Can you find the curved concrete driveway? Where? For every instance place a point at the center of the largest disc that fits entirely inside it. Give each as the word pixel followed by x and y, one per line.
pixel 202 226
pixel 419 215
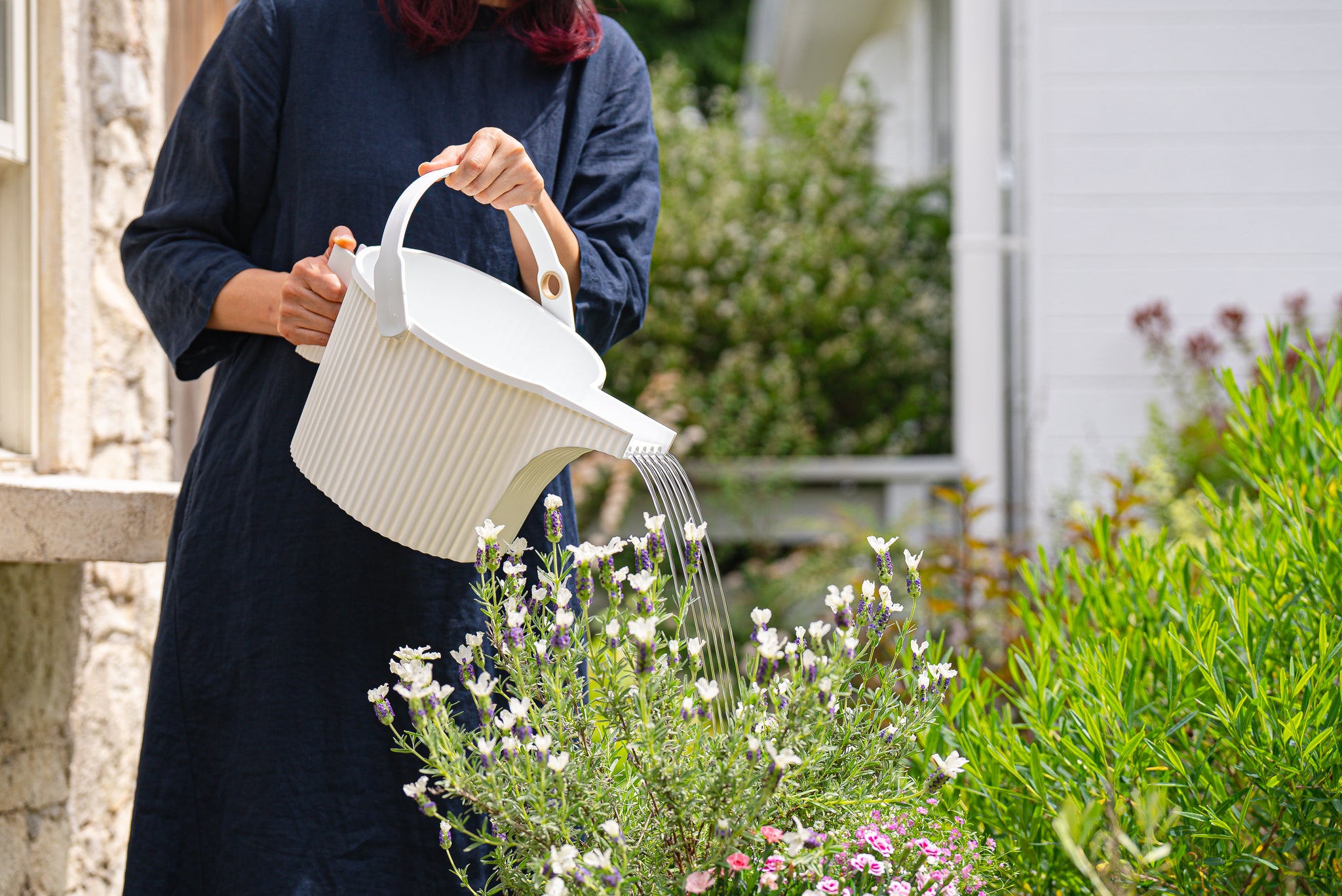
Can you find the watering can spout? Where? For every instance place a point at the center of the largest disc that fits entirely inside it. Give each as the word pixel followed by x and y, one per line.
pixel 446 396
...
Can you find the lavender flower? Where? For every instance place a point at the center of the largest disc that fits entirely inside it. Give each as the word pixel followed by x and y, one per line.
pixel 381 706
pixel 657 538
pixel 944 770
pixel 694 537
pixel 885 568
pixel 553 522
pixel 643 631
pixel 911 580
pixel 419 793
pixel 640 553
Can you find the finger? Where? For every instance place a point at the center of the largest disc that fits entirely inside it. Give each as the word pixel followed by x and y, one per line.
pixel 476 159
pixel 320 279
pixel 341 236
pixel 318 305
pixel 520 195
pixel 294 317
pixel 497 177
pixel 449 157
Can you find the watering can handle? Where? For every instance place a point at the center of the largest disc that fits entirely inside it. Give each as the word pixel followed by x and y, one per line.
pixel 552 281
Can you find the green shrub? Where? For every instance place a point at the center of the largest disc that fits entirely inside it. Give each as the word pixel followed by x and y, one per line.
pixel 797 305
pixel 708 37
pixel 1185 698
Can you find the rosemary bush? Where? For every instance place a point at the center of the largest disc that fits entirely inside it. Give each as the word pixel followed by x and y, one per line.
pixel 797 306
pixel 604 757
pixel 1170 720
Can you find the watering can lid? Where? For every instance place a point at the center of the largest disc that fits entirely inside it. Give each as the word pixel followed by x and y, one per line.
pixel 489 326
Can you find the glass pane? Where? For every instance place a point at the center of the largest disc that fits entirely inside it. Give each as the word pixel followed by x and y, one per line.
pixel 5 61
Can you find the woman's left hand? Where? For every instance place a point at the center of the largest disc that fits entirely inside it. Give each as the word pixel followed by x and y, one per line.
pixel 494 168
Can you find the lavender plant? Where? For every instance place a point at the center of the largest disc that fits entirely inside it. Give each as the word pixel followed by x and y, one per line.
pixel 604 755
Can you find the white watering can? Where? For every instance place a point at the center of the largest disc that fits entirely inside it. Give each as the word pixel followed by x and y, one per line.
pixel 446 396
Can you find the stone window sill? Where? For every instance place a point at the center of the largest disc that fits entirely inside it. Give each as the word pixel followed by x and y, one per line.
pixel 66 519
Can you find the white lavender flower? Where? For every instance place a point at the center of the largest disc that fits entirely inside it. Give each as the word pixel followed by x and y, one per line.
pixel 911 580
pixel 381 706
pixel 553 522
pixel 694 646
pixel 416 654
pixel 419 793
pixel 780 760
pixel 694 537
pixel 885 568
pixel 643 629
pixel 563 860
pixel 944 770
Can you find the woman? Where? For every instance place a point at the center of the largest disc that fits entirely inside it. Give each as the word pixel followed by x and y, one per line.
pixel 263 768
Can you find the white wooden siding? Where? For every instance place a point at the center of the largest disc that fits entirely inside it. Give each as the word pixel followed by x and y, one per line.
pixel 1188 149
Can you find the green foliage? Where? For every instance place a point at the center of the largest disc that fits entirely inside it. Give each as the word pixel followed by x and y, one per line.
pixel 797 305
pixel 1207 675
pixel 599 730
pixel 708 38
==
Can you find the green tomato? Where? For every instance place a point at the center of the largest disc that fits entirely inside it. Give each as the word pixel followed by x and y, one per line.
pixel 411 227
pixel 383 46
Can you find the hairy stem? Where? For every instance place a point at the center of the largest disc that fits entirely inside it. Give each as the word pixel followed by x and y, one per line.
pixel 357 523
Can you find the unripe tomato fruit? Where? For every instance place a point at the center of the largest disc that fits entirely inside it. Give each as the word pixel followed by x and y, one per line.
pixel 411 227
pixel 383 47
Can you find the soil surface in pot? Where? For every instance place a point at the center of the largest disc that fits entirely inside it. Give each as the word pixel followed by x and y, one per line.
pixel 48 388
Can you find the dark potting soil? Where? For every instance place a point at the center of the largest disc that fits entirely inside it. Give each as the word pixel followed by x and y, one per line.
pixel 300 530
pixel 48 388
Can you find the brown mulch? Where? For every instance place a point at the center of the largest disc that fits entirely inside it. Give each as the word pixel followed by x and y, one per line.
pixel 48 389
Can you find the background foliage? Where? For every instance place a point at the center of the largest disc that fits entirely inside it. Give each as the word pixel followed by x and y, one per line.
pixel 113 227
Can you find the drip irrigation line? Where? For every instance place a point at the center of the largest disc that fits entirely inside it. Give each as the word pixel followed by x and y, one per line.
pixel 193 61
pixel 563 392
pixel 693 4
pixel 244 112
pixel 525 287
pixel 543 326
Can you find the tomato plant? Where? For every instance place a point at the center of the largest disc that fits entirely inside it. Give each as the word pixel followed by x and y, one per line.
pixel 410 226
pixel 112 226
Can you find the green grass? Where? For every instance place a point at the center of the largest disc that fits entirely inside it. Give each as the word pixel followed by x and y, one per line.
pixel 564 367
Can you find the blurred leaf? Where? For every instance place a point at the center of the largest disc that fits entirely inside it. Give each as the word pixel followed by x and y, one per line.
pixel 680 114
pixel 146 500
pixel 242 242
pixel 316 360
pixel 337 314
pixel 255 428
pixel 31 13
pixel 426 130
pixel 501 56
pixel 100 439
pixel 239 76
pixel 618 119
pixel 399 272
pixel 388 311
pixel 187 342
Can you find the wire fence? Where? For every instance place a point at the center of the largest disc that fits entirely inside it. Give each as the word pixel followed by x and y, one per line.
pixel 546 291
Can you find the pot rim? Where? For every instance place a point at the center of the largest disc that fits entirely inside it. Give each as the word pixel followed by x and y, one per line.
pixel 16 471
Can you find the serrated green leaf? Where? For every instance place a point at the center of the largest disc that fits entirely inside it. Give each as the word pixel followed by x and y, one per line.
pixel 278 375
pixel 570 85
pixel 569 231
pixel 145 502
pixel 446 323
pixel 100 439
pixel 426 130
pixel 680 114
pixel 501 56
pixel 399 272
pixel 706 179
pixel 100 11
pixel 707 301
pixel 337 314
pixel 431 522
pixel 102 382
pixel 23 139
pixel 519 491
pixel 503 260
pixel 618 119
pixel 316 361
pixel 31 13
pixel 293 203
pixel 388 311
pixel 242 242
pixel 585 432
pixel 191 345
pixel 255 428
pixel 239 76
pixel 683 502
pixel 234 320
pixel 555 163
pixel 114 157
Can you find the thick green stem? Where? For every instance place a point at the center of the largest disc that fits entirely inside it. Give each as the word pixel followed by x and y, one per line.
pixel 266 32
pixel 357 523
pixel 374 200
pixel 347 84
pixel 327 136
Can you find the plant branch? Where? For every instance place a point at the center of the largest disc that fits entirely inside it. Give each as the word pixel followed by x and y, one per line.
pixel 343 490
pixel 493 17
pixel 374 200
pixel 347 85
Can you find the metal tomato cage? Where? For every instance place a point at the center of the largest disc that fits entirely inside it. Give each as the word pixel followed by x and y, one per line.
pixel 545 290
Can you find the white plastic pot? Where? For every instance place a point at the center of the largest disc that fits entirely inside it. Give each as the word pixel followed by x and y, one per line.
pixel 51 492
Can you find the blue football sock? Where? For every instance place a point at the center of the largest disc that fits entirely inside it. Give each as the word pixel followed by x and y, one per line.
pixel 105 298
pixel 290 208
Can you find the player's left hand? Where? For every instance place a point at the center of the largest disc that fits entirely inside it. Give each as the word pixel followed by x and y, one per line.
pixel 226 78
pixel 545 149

STATED GOAL -> Please quote the lines above word for word, from the line with "Can you find the wire" up to and including the line with "pixel 290 208".

RIGHT ANSWER ->
Can you find the wire fence? Where? For every instance place a point at the center of the largest disc that fits entirely inside it. Give each as the word pixel followed by x and y, one per line.
pixel 546 291
Can you find the pot rim? Where? For every instance place a point at the center of the largest disc that fits entirely inside it. Give each as the word pixel followed by x and y, one per line.
pixel 16 471
Can you find the serrated green leaf? Where? For every instance place a point at the center of the largest disc that fits entirely inside it. Give each as the word pixel followed by x and y, one per line.
pixel 278 375
pixel 570 85
pixel 569 231
pixel 145 502
pixel 446 323
pixel 100 439
pixel 426 130
pixel 680 114
pixel 501 56
pixel 399 272
pixel 706 179
pixel 100 11
pixel 707 301
pixel 337 314
pixel 431 522
pixel 102 382
pixel 23 139
pixel 519 491
pixel 503 260
pixel 618 119
pixel 316 361
pixel 31 13
pixel 293 203
pixel 388 311
pixel 242 242
pixel 585 432
pixel 191 345
pixel 255 428
pixel 239 76
pixel 683 502
pixel 234 320
pixel 555 163
pixel 114 157
Can you find the thick green stem? Where? For every instance place a point at the center of the largest disc that fits entirely inside it. Give each as the word pixel followed by x and y, one per line.
pixel 266 32
pixel 357 523
pixel 374 200
pixel 347 84
pixel 327 136
Can you find the plant branch? Where? For every instance place a point at the center of the largest disc that fits entirely inside it. Give each as the word pixel followed by x and y, one per line.
pixel 343 490
pixel 493 17
pixel 374 200
pixel 347 85
Can you find the metal tomato cage? Where? For every instance place a point at the center of the largest disc that fits entirely inside it. Give each as the word pixel followed by x and y, one per line.
pixel 545 290
Can you find the white plastic pot? Where? For every instance place a point at the center of the largest disc that fits entirely inside it. Give each as the word pixel followed by x and y, one per line.
pixel 51 492
Can you find the blue football sock? Where? For every instance place a point at the center of the largest disc that fits entirely inside it. Give each as the word pixel followed by x and y, one per line.
pixel 105 298
pixel 290 208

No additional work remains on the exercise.